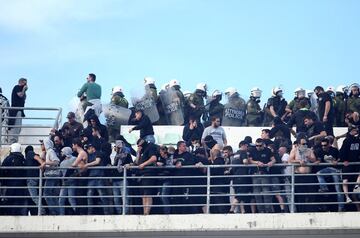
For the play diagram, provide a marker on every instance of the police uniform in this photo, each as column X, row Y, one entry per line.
column 254, row 113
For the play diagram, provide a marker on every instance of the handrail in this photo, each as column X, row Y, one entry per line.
column 208, row 189
column 4, row 138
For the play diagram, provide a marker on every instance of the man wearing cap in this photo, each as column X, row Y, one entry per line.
column 90, row 92
column 95, row 182
column 15, row 159
column 216, row 131
column 18, row 97
column 71, row 129
column 350, row 152
column 4, row 102
column 68, row 190
column 143, row 124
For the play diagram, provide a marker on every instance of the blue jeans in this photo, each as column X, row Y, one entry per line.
column 118, row 190
column 263, row 193
column 33, row 188
column 68, row 192
column 337, row 180
column 97, row 185
column 165, row 199
column 49, row 190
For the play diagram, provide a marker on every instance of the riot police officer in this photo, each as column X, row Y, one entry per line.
column 234, row 109
column 196, row 101
column 254, row 113
column 275, row 106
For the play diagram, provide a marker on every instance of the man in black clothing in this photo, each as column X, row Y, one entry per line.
column 143, row 124
column 18, row 97
column 242, row 191
column 147, row 156
column 71, row 129
column 263, row 158
column 183, row 158
column 192, row 131
column 297, row 118
column 329, row 154
column 315, row 130
column 16, row 183
column 350, row 152
column 326, row 109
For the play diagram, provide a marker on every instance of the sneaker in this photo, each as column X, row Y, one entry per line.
column 348, row 200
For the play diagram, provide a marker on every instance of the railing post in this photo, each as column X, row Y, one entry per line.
column 124, row 191
column 1, row 126
column 40, row 193
column 208, row 190
column 292, row 204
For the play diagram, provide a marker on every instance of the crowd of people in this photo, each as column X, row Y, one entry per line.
column 76, row 160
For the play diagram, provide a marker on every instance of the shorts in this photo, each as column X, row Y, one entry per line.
column 146, row 184
column 351, row 169
column 275, row 184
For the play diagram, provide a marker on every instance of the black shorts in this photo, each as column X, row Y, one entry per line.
column 351, row 169
column 145, row 183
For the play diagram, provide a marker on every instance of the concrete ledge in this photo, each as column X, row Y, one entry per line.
column 180, row 223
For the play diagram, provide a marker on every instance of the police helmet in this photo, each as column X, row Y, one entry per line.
column 149, row 80
column 230, row 91
column 256, row 92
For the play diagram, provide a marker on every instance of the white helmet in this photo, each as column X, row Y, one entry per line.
column 174, row 82
column 255, row 92
column 330, row 89
column 230, row 91
column 300, row 92
column 117, row 89
column 149, row 80
column 187, row 93
column 354, row 85
column 341, row 89
column 216, row 93
column 276, row 90
column 165, row 86
column 15, row 147
column 201, row 86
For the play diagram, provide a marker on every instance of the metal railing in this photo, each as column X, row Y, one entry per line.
column 6, row 132
column 189, row 189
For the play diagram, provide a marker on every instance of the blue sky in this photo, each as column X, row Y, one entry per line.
column 241, row 43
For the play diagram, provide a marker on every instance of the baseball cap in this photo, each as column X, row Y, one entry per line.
column 70, row 115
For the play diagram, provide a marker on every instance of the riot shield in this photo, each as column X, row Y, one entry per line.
column 234, row 112
column 172, row 107
column 116, row 115
column 148, row 105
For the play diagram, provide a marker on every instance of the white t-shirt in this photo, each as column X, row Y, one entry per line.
column 218, row 133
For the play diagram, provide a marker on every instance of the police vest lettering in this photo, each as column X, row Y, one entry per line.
column 172, row 107
column 234, row 113
column 354, row 146
column 145, row 104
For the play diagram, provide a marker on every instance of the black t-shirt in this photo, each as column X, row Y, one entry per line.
column 263, row 156
column 31, row 162
column 185, row 159
column 322, row 99
column 149, row 151
column 327, row 157
column 17, row 101
column 315, row 129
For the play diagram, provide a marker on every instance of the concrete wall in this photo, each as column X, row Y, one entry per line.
column 163, row 223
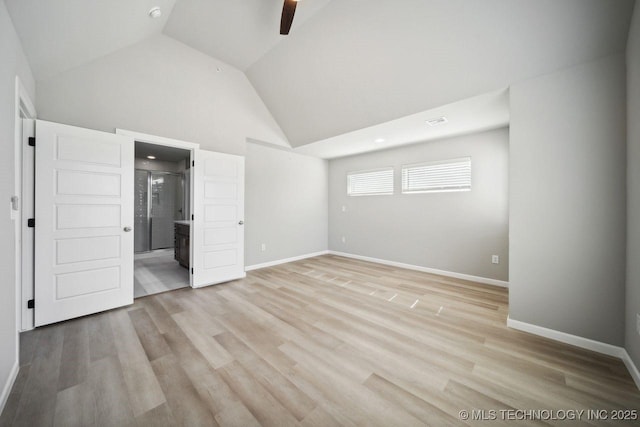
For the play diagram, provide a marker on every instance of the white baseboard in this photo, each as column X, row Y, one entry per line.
column 6, row 390
column 586, row 343
column 283, row 261
column 633, row 369
column 462, row 276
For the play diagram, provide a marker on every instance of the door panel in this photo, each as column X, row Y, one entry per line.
column 84, row 201
column 218, row 231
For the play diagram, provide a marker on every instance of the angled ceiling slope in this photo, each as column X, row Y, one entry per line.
column 60, row 35
column 347, row 64
column 238, row 32
column 360, row 63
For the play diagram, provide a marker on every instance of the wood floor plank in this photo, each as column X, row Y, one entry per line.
column 143, row 389
column 107, row 386
column 74, row 362
column 182, row 397
column 75, row 406
column 263, row 406
column 318, row 342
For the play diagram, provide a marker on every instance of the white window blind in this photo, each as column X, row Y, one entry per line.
column 368, row 183
column 444, row 175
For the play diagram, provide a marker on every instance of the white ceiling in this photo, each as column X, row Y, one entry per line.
column 358, row 63
column 484, row 112
column 237, row 32
column 58, row 35
column 350, row 68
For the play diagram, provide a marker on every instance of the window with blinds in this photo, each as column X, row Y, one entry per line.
column 370, row 183
column 444, row 175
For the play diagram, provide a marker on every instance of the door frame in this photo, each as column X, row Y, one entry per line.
column 176, row 143
column 24, row 109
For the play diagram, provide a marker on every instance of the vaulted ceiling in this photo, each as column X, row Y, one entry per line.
column 347, row 64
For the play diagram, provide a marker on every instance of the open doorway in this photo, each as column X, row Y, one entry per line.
column 162, row 200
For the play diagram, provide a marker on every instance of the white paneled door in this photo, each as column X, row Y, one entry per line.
column 83, row 220
column 218, row 224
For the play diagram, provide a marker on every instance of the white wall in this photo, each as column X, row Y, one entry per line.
column 161, row 87
column 285, row 204
column 567, row 200
column 454, row 231
column 12, row 63
column 632, row 339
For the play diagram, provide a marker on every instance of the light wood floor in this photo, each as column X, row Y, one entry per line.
column 157, row 271
column 320, row 342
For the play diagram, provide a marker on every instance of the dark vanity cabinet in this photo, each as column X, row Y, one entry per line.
column 181, row 253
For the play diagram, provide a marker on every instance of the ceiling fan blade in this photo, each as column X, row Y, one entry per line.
column 288, row 10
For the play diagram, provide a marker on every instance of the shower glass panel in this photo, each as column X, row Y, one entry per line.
column 159, row 198
column 141, row 220
column 166, row 206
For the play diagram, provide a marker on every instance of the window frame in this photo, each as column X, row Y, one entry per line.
column 446, row 188
column 390, row 169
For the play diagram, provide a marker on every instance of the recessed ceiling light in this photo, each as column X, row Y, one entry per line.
column 438, row 121
column 155, row 12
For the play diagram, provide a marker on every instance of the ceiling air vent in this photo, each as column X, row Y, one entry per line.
column 438, row 121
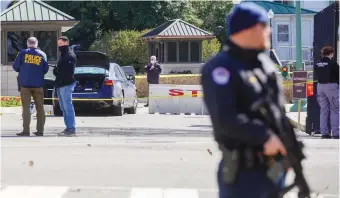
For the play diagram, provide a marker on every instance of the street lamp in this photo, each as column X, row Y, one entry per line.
column 271, row 16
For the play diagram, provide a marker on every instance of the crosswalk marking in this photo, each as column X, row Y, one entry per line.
column 146, row 192
column 181, row 193
column 163, row 193
column 33, row 192
column 64, row 191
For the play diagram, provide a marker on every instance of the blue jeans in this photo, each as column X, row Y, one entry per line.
column 252, row 183
column 66, row 106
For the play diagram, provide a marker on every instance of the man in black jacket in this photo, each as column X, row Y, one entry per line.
column 153, row 70
column 327, row 74
column 235, row 82
column 65, row 83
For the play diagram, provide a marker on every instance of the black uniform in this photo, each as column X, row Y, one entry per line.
column 229, row 99
column 327, row 71
column 234, row 81
column 64, row 71
column 327, row 75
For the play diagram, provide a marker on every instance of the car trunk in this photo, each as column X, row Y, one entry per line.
column 88, row 82
column 91, row 67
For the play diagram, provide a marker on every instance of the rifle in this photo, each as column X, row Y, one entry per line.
column 275, row 117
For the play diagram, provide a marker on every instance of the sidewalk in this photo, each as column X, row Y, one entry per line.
column 294, row 118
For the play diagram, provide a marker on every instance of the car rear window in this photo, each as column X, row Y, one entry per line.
column 89, row 70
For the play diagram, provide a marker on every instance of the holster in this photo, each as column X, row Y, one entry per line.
column 277, row 166
column 231, row 162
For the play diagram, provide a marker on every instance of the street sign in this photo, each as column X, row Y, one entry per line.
column 300, row 84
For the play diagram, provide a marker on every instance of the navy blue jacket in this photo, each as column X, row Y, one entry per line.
column 31, row 63
column 153, row 74
column 64, row 71
column 233, row 81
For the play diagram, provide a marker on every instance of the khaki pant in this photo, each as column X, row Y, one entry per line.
column 38, row 97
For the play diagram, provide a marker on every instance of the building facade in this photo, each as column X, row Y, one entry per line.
column 21, row 21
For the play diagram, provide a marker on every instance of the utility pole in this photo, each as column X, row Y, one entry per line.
column 298, row 36
column 296, row 104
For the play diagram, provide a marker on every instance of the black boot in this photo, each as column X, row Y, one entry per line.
column 326, row 137
column 23, row 134
column 38, row 133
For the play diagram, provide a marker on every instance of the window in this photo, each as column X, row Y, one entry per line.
column 283, row 33
column 194, row 52
column 89, row 70
column 183, row 51
column 116, row 71
column 286, row 2
column 172, row 52
column 16, row 41
column 122, row 73
column 47, row 41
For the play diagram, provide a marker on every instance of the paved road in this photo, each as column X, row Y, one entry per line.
column 134, row 156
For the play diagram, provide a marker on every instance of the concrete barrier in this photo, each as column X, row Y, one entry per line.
column 176, row 99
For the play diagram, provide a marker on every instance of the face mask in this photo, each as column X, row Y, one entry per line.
column 63, row 48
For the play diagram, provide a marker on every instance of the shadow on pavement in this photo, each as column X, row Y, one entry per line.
column 129, row 132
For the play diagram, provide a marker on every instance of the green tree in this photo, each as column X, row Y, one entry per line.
column 213, row 14
column 97, row 17
column 124, row 47
column 210, row 48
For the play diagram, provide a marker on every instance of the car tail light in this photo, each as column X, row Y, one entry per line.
column 108, row 82
column 310, row 89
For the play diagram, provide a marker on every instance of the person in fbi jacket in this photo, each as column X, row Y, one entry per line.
column 327, row 75
column 233, row 82
column 31, row 63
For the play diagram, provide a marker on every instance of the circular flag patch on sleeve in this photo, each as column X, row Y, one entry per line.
column 221, row 75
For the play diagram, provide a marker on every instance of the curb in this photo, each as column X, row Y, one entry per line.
column 10, row 110
column 297, row 125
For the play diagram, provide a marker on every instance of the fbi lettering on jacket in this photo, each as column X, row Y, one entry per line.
column 32, row 59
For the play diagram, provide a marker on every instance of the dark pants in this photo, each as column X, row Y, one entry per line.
column 66, row 106
column 38, row 97
column 252, row 183
column 147, row 103
column 328, row 99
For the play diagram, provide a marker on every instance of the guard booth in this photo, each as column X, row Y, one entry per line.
column 326, row 33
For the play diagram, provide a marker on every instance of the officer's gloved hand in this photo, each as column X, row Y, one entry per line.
column 56, row 71
column 274, row 146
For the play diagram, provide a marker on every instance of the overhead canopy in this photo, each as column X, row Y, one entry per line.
column 36, row 11
column 279, row 8
column 177, row 29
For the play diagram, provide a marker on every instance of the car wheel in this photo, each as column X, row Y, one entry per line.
column 133, row 109
column 118, row 110
column 57, row 111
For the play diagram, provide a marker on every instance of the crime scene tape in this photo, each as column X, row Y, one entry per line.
column 181, row 75
column 172, row 76
column 198, row 95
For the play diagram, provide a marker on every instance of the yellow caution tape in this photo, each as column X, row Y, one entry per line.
column 150, row 97
column 173, row 75
column 183, row 75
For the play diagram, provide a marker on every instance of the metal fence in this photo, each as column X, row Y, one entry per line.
column 288, row 53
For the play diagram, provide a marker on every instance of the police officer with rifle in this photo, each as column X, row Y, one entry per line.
column 245, row 99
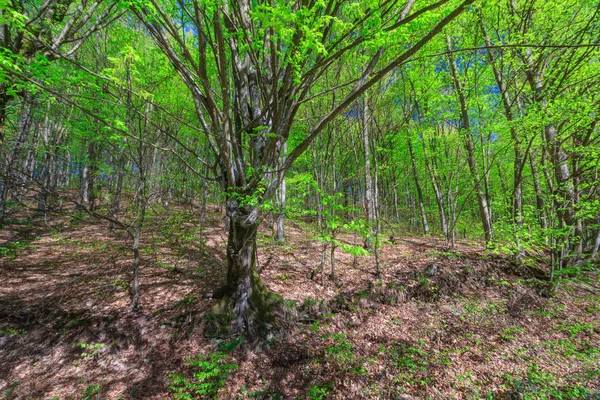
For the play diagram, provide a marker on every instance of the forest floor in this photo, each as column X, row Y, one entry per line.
column 440, row 324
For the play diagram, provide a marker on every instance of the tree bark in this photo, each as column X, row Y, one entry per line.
column 417, row 183
column 369, row 206
column 484, row 208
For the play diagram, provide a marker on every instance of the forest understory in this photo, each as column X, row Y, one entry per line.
column 440, row 324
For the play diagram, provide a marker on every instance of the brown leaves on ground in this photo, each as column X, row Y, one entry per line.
column 439, row 324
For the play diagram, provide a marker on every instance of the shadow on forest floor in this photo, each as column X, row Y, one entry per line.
column 439, row 324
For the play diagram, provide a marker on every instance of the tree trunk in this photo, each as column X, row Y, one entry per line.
column 247, row 302
column 281, row 207
column 417, row 183
column 484, row 208
column 9, row 177
column 118, row 189
column 369, row 207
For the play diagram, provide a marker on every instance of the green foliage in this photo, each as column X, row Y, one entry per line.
column 319, row 391
column 542, row 385
column 91, row 392
column 511, row 333
column 576, row 328
column 207, row 376
column 11, row 250
column 91, row 349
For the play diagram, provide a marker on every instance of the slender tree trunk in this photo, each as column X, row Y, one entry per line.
column 439, row 195
column 281, row 214
column 417, row 184
column 118, row 188
column 8, row 178
column 247, row 298
column 484, row 208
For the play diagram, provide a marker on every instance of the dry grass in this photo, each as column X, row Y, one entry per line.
column 474, row 328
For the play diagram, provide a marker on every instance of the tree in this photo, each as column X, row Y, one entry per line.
column 250, row 67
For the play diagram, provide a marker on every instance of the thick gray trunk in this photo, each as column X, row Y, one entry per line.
column 249, row 306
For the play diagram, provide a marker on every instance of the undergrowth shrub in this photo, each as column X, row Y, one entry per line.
column 208, row 376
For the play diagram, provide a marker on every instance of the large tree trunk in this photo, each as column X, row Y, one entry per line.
column 246, row 301
column 417, row 184
column 369, row 204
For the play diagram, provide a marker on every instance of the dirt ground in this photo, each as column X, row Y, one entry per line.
┄┄┄┄┄┄
▸ Written exercise:
Recast the material from the line containing "of the holster" up to and including the line containing "column 231, row 162" as a JSON list of strings, one string per line, with blank lines left out.

▸ Task answer:
[
  "For the play diagram, provide a marker on every instance of the holster in this photo, each as column X, row Y, one entry per line.",
  "column 277, row 166",
  "column 231, row 162"
]